_INPUT DATA_

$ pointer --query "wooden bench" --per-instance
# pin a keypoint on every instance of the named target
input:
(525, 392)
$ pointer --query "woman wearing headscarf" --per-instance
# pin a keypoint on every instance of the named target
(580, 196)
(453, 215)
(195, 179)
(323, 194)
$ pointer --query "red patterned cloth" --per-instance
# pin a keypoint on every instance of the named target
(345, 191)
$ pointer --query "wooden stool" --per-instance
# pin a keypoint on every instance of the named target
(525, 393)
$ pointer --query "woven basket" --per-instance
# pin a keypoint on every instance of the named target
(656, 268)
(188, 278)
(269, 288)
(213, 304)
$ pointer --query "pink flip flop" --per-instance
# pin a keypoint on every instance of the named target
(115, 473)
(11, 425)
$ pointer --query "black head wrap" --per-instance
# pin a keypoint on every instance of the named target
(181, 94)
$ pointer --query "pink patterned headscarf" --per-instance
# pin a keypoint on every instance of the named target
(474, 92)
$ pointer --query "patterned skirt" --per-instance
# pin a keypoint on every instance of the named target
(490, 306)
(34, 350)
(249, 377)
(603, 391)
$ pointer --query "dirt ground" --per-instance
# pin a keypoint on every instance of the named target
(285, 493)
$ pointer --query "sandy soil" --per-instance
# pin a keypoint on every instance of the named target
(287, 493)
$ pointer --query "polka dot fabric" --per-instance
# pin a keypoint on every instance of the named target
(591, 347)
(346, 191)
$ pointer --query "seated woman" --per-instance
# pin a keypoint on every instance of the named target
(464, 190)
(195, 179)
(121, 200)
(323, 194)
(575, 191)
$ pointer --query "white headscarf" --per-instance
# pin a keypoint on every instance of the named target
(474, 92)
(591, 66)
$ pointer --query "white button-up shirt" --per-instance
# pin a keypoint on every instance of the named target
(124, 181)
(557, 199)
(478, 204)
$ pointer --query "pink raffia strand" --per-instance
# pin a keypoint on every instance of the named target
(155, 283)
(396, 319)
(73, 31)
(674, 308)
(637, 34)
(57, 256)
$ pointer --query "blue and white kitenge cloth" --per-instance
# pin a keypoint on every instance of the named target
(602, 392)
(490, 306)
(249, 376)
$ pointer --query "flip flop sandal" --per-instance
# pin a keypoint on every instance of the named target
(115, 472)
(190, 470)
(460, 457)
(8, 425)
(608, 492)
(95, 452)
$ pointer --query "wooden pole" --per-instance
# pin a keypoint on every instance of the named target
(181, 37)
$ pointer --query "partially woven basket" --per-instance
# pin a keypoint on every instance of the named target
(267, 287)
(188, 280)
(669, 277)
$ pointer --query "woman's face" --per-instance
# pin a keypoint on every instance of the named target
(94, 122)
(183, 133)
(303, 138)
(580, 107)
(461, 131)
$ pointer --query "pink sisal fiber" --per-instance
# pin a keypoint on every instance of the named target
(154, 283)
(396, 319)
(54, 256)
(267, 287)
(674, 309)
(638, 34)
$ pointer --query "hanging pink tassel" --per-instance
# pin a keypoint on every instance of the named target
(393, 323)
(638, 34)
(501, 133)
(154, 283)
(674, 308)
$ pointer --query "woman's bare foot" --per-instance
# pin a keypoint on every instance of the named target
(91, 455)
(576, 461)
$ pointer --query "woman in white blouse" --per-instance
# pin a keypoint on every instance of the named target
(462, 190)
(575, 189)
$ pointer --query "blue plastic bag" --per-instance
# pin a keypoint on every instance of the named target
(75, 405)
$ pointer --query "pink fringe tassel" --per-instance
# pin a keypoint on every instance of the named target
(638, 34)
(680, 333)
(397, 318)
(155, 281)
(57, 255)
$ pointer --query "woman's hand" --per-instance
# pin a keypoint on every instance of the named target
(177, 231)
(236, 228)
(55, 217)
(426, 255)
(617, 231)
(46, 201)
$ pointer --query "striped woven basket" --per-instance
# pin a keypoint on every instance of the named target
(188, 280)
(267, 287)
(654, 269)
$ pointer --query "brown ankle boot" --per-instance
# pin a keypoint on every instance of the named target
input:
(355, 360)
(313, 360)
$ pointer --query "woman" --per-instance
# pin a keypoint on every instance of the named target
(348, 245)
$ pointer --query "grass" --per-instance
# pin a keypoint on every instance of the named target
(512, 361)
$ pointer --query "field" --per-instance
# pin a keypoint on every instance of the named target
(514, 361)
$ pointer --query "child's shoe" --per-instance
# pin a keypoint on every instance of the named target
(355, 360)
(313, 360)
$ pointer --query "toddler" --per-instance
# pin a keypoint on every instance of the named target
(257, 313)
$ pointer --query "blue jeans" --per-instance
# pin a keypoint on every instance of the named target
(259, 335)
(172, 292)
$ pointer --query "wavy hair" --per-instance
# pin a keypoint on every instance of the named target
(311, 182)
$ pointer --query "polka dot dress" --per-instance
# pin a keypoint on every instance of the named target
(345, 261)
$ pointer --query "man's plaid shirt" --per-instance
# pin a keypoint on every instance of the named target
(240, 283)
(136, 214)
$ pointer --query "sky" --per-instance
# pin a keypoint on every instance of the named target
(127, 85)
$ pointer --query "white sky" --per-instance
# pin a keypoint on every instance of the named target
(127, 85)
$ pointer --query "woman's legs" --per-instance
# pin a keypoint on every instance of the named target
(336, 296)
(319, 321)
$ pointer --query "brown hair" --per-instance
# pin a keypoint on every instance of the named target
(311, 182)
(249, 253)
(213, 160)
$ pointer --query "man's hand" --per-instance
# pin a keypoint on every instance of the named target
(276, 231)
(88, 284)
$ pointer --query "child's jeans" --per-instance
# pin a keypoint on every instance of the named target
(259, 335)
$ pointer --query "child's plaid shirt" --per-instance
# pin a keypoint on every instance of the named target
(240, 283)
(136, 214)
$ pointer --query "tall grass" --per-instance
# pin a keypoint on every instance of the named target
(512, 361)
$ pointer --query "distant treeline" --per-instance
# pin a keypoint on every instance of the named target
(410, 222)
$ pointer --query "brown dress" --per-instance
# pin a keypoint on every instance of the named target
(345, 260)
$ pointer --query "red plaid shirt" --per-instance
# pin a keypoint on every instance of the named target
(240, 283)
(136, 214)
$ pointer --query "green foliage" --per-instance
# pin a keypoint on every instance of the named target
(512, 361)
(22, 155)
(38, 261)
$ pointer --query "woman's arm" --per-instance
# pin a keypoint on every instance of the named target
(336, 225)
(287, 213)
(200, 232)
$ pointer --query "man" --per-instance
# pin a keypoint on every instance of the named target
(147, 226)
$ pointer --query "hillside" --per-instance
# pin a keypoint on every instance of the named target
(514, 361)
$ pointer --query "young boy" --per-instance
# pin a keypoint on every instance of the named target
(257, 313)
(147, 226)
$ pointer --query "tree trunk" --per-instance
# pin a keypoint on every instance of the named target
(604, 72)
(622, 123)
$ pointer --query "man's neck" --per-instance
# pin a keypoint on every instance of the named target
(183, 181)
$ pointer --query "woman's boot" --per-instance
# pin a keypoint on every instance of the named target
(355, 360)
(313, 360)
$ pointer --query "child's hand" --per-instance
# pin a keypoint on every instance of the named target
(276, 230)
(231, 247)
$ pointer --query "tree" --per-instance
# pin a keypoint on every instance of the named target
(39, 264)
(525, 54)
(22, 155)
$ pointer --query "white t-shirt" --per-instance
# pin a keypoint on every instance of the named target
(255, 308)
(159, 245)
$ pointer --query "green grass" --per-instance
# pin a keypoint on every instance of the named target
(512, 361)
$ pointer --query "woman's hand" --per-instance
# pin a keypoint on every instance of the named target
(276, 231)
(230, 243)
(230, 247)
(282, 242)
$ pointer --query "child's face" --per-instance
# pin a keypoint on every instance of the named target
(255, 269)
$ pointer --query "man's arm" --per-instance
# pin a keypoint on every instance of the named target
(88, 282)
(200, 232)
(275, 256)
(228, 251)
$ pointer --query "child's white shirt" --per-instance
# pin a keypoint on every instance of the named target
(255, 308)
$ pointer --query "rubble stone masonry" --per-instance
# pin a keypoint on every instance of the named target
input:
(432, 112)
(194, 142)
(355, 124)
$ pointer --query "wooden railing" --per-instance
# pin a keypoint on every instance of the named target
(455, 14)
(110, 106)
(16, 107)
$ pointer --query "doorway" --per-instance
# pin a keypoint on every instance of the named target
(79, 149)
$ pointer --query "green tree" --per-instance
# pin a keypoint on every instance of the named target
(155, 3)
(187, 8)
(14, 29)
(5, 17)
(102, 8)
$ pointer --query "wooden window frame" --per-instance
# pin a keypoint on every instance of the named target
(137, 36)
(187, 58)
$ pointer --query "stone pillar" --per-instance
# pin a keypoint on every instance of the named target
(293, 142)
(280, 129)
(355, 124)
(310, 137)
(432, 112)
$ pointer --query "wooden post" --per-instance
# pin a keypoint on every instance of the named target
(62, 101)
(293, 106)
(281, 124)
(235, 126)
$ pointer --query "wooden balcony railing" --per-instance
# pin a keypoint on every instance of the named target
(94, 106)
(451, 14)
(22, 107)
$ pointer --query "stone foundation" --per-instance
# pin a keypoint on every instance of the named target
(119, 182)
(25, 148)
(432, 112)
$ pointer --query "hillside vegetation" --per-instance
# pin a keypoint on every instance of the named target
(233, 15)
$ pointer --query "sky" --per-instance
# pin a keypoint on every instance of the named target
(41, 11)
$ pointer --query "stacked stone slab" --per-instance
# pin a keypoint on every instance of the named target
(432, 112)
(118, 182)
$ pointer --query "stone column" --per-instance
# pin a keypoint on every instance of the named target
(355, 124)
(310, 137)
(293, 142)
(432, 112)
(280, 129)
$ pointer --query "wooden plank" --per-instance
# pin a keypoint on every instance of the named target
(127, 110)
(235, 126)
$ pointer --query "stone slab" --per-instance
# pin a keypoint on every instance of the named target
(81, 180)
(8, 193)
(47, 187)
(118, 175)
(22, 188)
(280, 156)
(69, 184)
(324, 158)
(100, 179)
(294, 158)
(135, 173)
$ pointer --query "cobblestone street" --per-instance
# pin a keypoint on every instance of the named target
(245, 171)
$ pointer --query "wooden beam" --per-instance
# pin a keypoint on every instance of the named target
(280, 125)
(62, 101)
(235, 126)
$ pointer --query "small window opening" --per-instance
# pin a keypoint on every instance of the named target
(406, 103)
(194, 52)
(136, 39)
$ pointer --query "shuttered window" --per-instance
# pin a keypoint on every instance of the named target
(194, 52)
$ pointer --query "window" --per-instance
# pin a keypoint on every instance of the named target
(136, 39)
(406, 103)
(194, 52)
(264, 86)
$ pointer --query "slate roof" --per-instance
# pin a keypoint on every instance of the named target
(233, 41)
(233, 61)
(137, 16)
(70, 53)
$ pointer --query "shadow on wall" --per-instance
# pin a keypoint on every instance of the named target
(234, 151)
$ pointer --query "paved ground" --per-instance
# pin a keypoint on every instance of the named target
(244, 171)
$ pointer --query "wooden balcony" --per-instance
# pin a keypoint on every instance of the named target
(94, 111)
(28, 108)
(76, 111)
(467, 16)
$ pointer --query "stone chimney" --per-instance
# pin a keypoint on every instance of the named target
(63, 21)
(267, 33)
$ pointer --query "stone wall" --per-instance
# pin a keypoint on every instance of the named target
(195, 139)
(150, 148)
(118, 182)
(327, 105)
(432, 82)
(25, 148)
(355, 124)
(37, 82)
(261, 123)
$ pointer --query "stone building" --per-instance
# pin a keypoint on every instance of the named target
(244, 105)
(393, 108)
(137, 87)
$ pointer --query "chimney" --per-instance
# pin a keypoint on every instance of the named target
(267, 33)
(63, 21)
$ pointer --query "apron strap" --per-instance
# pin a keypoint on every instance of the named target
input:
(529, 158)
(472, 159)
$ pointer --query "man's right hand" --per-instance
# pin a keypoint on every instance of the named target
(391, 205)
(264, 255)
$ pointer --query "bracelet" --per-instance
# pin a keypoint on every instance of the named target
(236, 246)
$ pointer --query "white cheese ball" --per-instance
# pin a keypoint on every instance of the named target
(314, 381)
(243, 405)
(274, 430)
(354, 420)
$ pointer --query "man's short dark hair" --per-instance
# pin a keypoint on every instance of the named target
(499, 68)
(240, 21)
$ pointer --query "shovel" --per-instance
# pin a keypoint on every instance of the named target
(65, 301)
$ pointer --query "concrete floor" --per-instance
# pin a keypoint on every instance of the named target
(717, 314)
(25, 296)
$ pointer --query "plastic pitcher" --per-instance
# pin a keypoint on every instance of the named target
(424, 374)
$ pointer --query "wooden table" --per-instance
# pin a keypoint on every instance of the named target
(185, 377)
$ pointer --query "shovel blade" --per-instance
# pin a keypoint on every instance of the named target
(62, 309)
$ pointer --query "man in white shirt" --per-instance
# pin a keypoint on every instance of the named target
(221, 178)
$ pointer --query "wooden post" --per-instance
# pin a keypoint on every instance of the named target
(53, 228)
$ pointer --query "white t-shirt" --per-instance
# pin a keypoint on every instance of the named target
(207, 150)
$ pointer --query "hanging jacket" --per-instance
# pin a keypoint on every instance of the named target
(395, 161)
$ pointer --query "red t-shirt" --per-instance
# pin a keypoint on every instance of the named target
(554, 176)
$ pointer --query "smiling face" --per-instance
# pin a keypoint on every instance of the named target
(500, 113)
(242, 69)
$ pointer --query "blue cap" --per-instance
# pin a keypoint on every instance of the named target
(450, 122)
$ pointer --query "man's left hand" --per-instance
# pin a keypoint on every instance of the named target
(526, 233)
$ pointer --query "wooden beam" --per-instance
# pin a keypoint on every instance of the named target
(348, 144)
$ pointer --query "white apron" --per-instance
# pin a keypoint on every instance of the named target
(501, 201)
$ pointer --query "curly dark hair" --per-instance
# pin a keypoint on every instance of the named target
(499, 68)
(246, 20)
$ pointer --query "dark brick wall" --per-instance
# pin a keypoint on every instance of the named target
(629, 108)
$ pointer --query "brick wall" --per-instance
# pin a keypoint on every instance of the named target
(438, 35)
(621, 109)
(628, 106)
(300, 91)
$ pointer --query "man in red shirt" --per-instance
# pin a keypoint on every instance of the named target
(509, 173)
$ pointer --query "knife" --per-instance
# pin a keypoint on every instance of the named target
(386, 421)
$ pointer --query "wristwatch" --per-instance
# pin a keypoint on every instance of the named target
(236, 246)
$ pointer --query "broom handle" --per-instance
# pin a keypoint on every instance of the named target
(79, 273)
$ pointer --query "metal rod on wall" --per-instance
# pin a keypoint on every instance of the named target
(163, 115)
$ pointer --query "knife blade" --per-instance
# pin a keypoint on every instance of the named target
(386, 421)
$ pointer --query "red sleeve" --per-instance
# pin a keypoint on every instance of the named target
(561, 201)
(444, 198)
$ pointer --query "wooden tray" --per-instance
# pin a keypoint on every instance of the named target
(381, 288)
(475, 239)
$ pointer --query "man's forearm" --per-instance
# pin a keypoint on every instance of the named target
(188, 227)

_GOAL OF THE EXERCISE_
Please count the lines of the entries above that include "cloth" and give only the total.

_EXERCISE SOLUTION_
2